Source data:

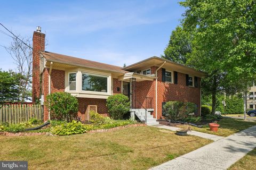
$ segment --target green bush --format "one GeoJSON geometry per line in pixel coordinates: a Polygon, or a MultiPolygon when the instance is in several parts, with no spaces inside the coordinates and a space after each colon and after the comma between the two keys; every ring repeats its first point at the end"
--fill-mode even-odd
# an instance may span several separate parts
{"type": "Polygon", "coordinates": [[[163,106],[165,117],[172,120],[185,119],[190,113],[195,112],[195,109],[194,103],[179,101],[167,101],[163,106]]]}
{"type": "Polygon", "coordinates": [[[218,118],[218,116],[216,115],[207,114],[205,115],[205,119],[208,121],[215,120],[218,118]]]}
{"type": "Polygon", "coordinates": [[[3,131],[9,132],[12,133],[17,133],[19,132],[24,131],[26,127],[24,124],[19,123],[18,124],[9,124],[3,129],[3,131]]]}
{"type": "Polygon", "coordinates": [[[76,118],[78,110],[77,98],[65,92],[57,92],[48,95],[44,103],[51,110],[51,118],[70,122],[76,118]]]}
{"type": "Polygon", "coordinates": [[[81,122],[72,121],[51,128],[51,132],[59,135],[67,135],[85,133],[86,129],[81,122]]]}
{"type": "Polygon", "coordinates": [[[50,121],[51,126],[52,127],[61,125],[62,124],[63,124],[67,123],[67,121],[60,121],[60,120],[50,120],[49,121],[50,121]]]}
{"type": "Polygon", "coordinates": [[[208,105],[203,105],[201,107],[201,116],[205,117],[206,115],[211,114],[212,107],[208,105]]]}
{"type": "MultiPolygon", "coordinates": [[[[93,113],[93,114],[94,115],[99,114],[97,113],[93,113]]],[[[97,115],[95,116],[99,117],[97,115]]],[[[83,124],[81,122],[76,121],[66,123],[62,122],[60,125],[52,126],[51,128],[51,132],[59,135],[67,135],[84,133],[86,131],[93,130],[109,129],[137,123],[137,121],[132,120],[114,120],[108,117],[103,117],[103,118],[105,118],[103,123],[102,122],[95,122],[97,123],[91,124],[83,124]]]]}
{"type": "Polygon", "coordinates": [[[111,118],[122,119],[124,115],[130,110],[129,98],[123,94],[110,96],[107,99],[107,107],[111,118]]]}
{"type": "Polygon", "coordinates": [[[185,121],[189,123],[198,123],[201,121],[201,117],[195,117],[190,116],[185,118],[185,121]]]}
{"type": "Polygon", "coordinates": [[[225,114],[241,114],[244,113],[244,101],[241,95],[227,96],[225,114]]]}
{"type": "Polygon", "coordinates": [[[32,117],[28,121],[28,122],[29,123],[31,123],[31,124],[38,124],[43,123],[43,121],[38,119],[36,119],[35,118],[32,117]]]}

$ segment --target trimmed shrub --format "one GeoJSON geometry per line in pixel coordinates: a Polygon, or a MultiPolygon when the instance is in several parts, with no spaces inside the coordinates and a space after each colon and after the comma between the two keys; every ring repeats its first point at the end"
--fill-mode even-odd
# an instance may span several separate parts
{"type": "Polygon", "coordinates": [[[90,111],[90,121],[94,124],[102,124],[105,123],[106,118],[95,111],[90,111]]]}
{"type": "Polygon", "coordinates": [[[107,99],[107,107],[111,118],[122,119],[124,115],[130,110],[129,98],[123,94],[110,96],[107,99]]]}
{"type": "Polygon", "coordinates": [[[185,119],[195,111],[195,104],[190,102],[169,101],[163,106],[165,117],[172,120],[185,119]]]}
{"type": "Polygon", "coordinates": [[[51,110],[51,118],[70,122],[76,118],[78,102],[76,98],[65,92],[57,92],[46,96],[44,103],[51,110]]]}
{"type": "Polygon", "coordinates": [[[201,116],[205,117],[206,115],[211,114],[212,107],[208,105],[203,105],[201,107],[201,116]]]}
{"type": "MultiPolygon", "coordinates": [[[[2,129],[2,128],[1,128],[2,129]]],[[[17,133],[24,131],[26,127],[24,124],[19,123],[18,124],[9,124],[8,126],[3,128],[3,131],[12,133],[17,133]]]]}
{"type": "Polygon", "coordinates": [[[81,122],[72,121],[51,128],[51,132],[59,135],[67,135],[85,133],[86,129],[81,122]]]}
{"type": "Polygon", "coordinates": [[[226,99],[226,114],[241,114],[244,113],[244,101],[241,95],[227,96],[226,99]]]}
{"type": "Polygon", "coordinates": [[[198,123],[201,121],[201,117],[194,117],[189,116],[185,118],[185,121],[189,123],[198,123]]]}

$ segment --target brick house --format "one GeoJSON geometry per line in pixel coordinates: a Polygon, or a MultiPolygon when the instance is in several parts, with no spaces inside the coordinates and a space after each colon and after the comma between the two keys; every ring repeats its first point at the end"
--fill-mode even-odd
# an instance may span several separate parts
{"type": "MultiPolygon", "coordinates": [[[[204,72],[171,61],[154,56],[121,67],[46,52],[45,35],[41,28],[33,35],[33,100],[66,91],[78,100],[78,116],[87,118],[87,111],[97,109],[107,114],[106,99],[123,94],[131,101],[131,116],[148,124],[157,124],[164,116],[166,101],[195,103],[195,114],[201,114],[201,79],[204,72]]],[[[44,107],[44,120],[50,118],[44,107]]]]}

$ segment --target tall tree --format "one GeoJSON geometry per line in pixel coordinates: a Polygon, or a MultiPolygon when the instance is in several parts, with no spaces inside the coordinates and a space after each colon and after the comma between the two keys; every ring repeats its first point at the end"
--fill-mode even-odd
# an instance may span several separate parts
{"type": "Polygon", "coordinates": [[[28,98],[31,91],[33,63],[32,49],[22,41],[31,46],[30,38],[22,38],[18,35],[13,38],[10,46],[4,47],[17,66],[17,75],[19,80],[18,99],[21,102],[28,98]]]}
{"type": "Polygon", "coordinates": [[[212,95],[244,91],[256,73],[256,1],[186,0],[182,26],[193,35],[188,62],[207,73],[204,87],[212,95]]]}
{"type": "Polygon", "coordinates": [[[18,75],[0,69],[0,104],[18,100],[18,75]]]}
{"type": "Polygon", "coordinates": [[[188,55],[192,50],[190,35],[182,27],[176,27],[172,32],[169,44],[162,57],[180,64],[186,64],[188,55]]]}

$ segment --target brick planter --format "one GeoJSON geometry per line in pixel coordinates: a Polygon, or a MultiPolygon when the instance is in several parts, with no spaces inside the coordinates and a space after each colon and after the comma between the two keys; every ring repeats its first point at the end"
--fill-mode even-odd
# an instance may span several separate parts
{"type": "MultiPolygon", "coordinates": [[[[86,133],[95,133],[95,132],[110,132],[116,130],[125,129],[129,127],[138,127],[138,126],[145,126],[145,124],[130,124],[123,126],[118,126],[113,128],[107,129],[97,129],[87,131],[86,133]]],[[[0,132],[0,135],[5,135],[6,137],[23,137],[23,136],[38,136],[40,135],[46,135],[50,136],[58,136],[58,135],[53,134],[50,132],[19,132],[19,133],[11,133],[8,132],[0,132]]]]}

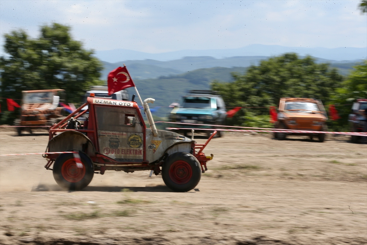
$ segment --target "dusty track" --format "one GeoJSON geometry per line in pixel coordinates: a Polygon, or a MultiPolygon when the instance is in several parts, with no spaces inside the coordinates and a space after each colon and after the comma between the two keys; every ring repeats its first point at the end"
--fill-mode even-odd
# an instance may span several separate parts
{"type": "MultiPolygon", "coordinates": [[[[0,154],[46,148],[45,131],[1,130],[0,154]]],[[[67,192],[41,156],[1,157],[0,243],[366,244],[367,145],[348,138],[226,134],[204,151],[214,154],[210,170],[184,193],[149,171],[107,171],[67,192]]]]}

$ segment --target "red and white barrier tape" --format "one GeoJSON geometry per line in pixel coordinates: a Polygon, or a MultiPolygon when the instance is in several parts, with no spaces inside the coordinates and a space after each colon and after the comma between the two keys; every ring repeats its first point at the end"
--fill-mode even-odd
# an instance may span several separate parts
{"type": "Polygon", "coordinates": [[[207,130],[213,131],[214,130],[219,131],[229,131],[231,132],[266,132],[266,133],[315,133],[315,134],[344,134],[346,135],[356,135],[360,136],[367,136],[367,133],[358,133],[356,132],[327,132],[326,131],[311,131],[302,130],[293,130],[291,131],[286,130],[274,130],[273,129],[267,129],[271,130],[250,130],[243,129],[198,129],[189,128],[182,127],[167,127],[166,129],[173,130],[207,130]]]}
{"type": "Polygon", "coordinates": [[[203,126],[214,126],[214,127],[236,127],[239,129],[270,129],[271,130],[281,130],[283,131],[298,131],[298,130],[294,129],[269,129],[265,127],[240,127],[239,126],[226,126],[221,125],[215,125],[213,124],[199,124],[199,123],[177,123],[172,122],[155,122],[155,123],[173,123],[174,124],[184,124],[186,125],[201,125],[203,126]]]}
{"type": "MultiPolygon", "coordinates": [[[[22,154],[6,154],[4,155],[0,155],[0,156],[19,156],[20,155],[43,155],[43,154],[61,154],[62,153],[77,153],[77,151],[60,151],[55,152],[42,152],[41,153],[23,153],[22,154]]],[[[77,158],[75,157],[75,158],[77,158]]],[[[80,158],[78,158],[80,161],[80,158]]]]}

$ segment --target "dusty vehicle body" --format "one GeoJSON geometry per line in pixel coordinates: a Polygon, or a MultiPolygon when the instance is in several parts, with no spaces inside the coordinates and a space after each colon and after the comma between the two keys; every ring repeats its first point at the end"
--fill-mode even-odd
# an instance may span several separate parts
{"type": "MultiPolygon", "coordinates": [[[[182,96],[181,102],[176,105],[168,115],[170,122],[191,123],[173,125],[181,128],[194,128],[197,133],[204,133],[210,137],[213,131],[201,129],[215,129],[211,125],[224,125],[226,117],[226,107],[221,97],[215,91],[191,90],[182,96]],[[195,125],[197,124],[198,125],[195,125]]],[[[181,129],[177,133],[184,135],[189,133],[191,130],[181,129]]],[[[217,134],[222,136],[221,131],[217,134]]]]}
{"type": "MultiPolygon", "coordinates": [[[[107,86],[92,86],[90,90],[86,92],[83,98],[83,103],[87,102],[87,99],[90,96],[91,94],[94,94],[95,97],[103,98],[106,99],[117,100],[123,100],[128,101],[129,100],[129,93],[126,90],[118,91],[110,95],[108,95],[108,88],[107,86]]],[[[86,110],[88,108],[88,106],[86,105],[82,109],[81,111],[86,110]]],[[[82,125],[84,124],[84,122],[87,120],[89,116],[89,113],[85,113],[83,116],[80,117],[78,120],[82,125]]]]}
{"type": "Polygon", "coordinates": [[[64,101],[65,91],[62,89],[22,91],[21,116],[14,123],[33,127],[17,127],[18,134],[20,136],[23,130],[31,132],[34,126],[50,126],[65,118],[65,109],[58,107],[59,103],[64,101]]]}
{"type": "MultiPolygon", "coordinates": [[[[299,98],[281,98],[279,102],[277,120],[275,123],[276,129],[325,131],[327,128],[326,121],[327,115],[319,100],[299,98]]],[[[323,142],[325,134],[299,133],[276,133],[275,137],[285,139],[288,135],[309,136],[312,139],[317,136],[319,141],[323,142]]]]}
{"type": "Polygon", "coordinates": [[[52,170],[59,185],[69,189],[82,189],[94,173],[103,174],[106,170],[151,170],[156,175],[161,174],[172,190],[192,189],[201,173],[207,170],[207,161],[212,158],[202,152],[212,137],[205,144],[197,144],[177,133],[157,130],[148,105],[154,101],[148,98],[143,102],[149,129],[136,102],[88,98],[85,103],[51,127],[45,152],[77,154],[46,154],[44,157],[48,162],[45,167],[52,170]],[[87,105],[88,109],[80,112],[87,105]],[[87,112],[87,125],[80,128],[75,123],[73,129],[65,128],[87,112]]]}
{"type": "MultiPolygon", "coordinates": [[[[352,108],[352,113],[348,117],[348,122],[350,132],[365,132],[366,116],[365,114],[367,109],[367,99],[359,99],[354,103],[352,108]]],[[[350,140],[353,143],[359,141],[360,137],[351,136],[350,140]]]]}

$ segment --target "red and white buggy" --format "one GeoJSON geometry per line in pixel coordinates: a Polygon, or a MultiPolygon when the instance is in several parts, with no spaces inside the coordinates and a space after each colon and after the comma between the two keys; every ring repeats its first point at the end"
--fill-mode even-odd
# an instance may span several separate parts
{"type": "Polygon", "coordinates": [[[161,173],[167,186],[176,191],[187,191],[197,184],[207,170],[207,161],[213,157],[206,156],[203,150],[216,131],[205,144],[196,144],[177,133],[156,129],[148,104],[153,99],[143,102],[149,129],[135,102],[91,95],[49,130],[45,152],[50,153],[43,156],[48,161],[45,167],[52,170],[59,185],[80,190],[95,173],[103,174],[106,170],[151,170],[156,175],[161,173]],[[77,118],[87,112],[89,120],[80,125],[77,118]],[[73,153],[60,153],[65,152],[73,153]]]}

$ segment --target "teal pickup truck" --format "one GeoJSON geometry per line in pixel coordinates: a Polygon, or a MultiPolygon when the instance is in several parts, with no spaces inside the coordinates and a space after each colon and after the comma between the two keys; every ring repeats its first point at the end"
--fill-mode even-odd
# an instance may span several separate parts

Goal: Locate each line in the rows above that contains the string "brick", and copy every such line in full. Matching is case-sensitive.

Task solution:
$ segment --target brick house --format "one GeoJSON geometry per line in pixel coordinates: a Polygon, or a MultiPolygon when the instance is in several parts, with no spaces inside the coordinates and a space after each colon and after the comma between the two keys; every ring repeats its first point at the end"
$ segment --target brick planter --format "one GeoJSON geometry per line in pixel coordinates: a Polygon, or a MultiPolygon when the instance is in several parts, with no spaces inside the coordinates and a space after each colon and after the comma between the two keys; every ring repeats its first point at the end"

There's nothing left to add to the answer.